**Görev koşulları**
Aşağıdaki kayıtlarda "hair in the image above." ifadesinin geçtiği satırdan başlayıp kayıtların son satırında durarak bu satırları, iki ucu da dahil, olduğu gibi tekrarlar mısın? Bunların dışında hiçbir şey yazma.

**Alıntılanan kayıtlar**
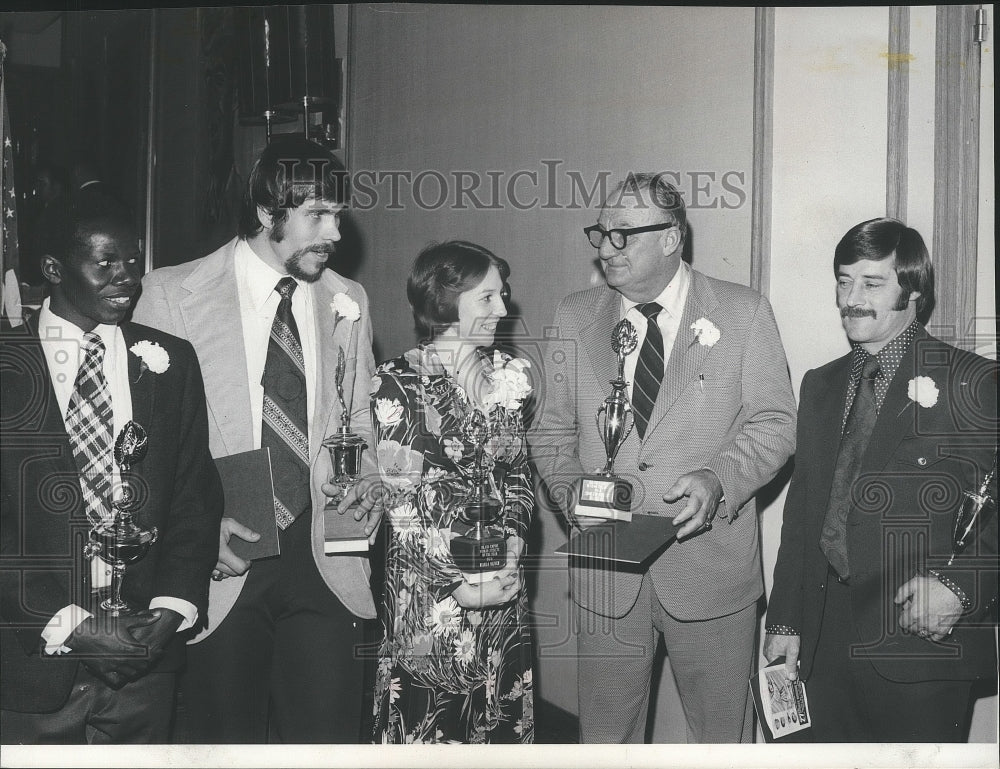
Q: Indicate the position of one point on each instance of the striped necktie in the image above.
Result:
(857, 433)
(285, 428)
(89, 419)
(648, 369)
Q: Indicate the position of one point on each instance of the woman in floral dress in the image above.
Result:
(455, 665)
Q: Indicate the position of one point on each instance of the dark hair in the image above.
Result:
(288, 171)
(664, 196)
(66, 224)
(440, 274)
(878, 239)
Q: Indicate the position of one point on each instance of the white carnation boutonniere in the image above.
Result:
(706, 332)
(151, 357)
(509, 383)
(923, 391)
(345, 307)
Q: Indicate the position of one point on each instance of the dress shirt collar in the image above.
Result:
(672, 297)
(53, 327)
(889, 357)
(260, 278)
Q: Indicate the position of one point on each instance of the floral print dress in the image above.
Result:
(446, 674)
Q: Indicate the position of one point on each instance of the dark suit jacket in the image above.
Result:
(918, 461)
(43, 523)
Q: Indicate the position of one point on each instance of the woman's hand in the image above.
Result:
(494, 592)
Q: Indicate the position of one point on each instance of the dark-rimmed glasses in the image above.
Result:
(619, 237)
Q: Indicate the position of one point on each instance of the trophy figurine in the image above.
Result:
(345, 446)
(120, 541)
(604, 494)
(969, 512)
(482, 550)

**Alıştırma çıktısı**
Q: Indicate the position of one point on each instance of the dark hair in the image above.
Result:
(288, 171)
(664, 196)
(66, 224)
(440, 274)
(878, 239)
Q: Indicate the position of one point on each instance of the white carnation boutonniere in the image above.
Result:
(706, 332)
(151, 357)
(509, 383)
(923, 391)
(345, 307)
Q: Indicate the position of one point on each instance of the dress shirt collar in the image above.
Result:
(672, 297)
(53, 327)
(889, 357)
(260, 278)
Q: Indicate the position of one point on each instance of the floral print dress in the image above.
Result:
(446, 674)
Q: Indicate the position of one point on each instance of the dark suit jacket in the image above.
Result:
(918, 461)
(43, 523)
Q: Indicate the position of one point on each instance of the woman's hand in the image above.
Result:
(494, 592)
Q: Indicate the position of one point on each instance of the dark-rimmed glasses in the image above.
Result:
(619, 237)
Q: Indicate the position of one point on each instance of the trophy figurine in the image above.
Result:
(345, 446)
(120, 541)
(604, 494)
(969, 512)
(482, 550)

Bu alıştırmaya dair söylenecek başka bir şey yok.